START TASK INPUTS
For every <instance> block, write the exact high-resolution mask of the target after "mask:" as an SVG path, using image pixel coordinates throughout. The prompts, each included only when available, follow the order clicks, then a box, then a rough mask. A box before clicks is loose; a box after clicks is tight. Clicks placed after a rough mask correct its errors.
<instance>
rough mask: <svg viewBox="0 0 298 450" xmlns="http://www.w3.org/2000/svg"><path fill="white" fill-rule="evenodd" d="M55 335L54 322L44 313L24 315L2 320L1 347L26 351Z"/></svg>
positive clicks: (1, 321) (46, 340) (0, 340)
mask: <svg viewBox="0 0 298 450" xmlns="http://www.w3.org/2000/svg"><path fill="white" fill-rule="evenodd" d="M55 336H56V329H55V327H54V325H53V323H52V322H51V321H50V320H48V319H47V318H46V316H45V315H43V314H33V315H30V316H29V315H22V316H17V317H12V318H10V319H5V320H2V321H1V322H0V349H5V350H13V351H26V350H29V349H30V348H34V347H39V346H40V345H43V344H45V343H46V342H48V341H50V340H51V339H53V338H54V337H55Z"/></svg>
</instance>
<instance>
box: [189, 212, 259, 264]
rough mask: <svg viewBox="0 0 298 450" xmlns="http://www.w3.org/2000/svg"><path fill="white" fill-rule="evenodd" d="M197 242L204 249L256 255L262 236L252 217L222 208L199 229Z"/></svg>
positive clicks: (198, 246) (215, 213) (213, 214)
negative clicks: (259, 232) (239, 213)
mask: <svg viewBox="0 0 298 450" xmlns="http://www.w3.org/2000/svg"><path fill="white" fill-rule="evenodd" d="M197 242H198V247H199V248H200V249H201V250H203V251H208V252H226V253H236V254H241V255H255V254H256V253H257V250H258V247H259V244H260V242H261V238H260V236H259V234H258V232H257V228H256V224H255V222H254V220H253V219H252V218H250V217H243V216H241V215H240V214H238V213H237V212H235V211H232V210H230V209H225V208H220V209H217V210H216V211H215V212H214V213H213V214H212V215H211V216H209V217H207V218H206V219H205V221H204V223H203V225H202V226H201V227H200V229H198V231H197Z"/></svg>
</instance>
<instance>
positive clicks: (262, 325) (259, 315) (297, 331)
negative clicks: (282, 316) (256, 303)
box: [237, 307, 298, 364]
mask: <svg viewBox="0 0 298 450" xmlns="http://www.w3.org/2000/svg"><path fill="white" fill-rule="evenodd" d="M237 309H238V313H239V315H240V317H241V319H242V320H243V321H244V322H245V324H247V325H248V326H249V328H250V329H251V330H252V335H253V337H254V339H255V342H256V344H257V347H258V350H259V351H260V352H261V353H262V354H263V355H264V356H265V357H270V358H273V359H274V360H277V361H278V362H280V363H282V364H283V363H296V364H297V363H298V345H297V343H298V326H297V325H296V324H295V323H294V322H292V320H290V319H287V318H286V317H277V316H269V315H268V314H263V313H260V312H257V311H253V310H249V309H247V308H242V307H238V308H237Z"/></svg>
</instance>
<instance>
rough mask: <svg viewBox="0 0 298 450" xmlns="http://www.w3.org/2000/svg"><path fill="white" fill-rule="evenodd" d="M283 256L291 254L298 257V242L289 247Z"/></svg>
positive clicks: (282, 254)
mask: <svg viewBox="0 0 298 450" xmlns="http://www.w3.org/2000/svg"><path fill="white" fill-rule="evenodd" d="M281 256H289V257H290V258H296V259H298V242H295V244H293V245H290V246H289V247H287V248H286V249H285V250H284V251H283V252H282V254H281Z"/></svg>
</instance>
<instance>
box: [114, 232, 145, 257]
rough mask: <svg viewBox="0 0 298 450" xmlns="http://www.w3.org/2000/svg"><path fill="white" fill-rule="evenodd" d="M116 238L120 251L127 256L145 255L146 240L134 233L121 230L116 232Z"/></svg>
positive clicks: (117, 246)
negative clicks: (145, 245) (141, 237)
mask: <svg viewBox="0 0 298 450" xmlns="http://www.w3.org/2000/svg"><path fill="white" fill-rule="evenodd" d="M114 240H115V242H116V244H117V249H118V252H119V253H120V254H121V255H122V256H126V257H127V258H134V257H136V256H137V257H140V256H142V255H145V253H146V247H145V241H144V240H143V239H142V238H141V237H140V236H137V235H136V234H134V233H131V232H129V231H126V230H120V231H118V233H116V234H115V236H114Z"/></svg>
END TASK INPUTS
WHAT IS EXPECTED: Each line of the material above needs repeating verbatim.

YOUR RESPONSE:
For every <instance> block, write the exact high-resolution mask of the target after "mask:" as an SVG path, using image pixel coordinates throughout. The prompts, each included only when available, follow the order clicks, then a box, then a rough mask. A box before clicks is loose; a box after clicks is tight. Clicks placed after a rough mask correct its errors.
<instance>
rough mask: <svg viewBox="0 0 298 450" xmlns="http://www.w3.org/2000/svg"><path fill="white" fill-rule="evenodd" d="M55 335L54 322L44 313L24 315L2 320L1 347L26 351Z"/></svg>
positive clicks: (1, 321) (46, 340) (0, 340)
mask: <svg viewBox="0 0 298 450" xmlns="http://www.w3.org/2000/svg"><path fill="white" fill-rule="evenodd" d="M55 336H56V329H55V327H54V325H53V323H52V322H51V321H50V320H48V319H47V318H46V316H45V315H43V314H33V315H30V316H29V315H22V316H17V317H12V318H10V319H5V320H2V321H1V322H0V349H5V350H13V351H26V350H29V349H30V348H34V347H39V346H40V345H43V344H45V343H46V342H48V341H50V340H51V339H53V338H54V337H55Z"/></svg>
</instance>
<instance>
box: [189, 212, 259, 264]
rough mask: <svg viewBox="0 0 298 450" xmlns="http://www.w3.org/2000/svg"><path fill="white" fill-rule="evenodd" d="M197 242L204 249L256 255L262 236L252 217L222 208L199 229Z"/></svg>
positive clicks: (198, 246) (215, 213) (213, 214)
negative clicks: (259, 232) (239, 213)
mask: <svg viewBox="0 0 298 450" xmlns="http://www.w3.org/2000/svg"><path fill="white" fill-rule="evenodd" d="M197 242H198V247H199V248H200V249H201V250H203V251H208V252H226V253H236V254H241V255H255V254H256V253H257V250H258V247H259V244H260V242H261V238H260V236H259V234H258V232H257V228H256V224H255V222H254V220H253V219H252V218H250V217H243V216H241V215H240V214H238V213H237V212H235V211H232V210H230V209H225V208H220V209H217V210H216V211H215V212H214V213H213V214H212V215H211V216H209V217H207V218H206V219H205V221H204V223H203V225H202V226H201V227H200V229H198V231H197Z"/></svg>
</instance>
<instance>
positive clicks: (262, 325) (259, 315) (297, 331)
negative clicks: (282, 316) (256, 303)
box: [237, 307, 298, 364]
mask: <svg viewBox="0 0 298 450" xmlns="http://www.w3.org/2000/svg"><path fill="white" fill-rule="evenodd" d="M237 309H238V313H239V315H240V317H241V319H242V320H243V321H244V322H245V324H247V325H248V326H249V328H250V329H251V330H252V335H253V337H254V339H255V342H256V344H257V347H258V350H259V351H260V352H261V353H262V354H263V355H264V356H265V357H270V358H273V359H274V360H277V361H278V362H280V363H282V364H283V363H296V364H297V363H298V345H297V343H298V326H297V325H296V324H295V323H294V322H292V320H290V319H287V318H286V317H277V316H269V315H268V314H263V313H260V312H257V311H253V310H249V309H247V308H242V307H238V308H237Z"/></svg>
</instance>
<instance>
rough mask: <svg viewBox="0 0 298 450" xmlns="http://www.w3.org/2000/svg"><path fill="white" fill-rule="evenodd" d="M283 256L291 254L298 257V242L289 247Z"/></svg>
positive clicks: (282, 254)
mask: <svg viewBox="0 0 298 450" xmlns="http://www.w3.org/2000/svg"><path fill="white" fill-rule="evenodd" d="M281 256H289V257H290V258H296V259H298V242H295V244H293V245H290V246H289V247H287V248H286V249H285V250H284V251H283V252H282V254H281Z"/></svg>
</instance>
<instance>
box: [114, 232, 145, 257]
rough mask: <svg viewBox="0 0 298 450" xmlns="http://www.w3.org/2000/svg"><path fill="white" fill-rule="evenodd" d="M116 238L120 251L127 256L145 255L146 240L134 233L121 230L116 232Z"/></svg>
positive clicks: (117, 246)
negative clicks: (145, 245) (141, 237)
mask: <svg viewBox="0 0 298 450" xmlns="http://www.w3.org/2000/svg"><path fill="white" fill-rule="evenodd" d="M114 240H115V242H116V244H117V249H118V252H119V253H120V254H121V255H122V256H126V257H127V258H134V257H136V256H137V257H140V256H142V255H145V253H146V247H145V241H144V240H143V239H142V238H141V237H140V236H137V235H136V234H134V233H131V232H129V231H126V230H120V231H118V233H116V234H115V236H114Z"/></svg>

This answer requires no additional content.